Begin
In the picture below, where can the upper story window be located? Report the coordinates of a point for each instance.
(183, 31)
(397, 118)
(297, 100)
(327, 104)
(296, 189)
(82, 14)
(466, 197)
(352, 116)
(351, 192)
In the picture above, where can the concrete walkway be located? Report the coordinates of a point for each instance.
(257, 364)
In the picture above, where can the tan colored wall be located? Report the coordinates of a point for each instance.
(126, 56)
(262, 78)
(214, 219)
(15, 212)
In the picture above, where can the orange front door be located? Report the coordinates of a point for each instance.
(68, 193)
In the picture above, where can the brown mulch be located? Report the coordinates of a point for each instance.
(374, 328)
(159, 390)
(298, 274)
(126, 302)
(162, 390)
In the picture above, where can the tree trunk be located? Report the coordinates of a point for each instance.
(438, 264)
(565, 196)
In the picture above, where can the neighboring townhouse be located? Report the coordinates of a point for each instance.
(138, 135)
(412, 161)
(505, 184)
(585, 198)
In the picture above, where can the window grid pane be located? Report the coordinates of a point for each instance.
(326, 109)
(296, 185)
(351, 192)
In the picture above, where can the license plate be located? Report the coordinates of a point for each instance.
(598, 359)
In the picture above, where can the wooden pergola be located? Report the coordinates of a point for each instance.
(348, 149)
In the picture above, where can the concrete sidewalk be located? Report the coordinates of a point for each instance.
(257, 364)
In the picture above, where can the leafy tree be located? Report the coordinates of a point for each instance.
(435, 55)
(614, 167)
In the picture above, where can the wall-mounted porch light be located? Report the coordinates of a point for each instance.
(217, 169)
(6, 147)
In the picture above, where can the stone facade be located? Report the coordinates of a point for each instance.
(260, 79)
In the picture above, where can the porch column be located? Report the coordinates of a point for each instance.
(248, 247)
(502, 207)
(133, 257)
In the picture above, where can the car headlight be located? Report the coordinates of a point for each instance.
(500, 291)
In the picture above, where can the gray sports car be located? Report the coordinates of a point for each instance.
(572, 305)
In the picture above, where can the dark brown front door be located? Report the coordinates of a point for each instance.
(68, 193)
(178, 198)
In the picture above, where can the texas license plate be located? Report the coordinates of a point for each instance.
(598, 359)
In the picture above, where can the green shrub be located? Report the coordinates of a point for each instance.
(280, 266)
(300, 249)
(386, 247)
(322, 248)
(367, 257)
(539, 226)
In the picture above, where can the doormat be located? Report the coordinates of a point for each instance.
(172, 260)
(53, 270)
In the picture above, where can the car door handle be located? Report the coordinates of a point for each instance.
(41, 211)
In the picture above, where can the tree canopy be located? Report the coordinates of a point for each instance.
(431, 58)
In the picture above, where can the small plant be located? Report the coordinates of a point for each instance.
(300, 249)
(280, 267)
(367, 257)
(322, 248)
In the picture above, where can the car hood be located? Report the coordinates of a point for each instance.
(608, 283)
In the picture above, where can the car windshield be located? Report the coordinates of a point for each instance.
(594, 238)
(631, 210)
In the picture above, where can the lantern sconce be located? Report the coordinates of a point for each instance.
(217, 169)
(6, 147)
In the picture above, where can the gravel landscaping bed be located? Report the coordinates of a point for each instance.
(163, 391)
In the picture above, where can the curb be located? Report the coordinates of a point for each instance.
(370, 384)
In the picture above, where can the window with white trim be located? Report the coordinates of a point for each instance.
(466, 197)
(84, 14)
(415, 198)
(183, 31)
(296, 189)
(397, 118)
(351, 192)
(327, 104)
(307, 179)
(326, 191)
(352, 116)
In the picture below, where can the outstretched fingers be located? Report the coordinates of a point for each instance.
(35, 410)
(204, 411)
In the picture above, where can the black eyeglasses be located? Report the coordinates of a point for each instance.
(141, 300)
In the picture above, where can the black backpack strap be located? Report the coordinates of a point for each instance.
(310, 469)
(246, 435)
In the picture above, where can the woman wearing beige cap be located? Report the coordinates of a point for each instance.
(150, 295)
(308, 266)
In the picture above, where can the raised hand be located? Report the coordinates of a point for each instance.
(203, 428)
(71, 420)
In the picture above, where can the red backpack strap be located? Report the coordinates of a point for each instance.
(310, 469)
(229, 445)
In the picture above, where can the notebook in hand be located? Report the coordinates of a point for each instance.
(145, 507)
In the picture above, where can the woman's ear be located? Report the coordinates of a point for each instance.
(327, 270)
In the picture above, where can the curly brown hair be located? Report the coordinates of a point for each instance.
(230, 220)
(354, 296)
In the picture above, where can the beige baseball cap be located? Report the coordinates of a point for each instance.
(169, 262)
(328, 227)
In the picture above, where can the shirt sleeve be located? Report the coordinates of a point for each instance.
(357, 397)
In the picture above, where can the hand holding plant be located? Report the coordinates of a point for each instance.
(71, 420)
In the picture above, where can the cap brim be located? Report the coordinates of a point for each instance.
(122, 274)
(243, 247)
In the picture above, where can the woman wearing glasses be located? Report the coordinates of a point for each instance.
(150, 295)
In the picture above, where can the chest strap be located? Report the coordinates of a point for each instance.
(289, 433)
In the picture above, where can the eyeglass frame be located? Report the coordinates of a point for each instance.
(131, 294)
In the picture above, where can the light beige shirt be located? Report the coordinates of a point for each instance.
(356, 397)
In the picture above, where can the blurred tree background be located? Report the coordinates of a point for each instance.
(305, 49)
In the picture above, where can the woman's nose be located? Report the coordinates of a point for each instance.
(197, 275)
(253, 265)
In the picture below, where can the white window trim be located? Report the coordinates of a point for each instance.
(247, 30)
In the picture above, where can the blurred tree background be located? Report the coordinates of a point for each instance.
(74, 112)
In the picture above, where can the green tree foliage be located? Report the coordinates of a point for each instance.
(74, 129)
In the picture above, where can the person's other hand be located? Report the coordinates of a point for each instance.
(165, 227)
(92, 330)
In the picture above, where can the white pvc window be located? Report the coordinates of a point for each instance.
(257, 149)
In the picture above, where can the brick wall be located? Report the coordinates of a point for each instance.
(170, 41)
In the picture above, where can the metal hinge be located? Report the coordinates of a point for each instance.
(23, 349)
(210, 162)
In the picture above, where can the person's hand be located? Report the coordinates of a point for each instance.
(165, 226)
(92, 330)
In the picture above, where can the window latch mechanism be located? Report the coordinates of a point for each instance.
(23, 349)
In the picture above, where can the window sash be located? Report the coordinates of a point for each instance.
End
* _Work to complete_: Take the line with "In the picture above, where can the person's other" and all lines after it through the end of the records, and write them out exactly; include nothing else.

* _Solution to this exercise_:
In the picture above, where can the person's other hand be located? Report the coordinates of a point for each instance.
(165, 227)
(92, 330)
In the picture above, where can the white pvc window be located? Report the coordinates of a point for each instance.
(257, 149)
In the picture above, where can the brick wall be located? Report the coordinates of a point for each instance.
(170, 41)
In the picture above, where can the metal hinge be located? Report the coordinates of a point for each instance.
(23, 349)
(210, 162)
In the picture above, where can the person's hand be located? Report the coordinates of a point for each instance.
(165, 226)
(92, 330)
In the picture above, where can the window latch mechanism be located? Report the coordinates of a point for each instance.
(23, 349)
In the picture above, where can the window sash be located? Report the coordinates of a point for each instance.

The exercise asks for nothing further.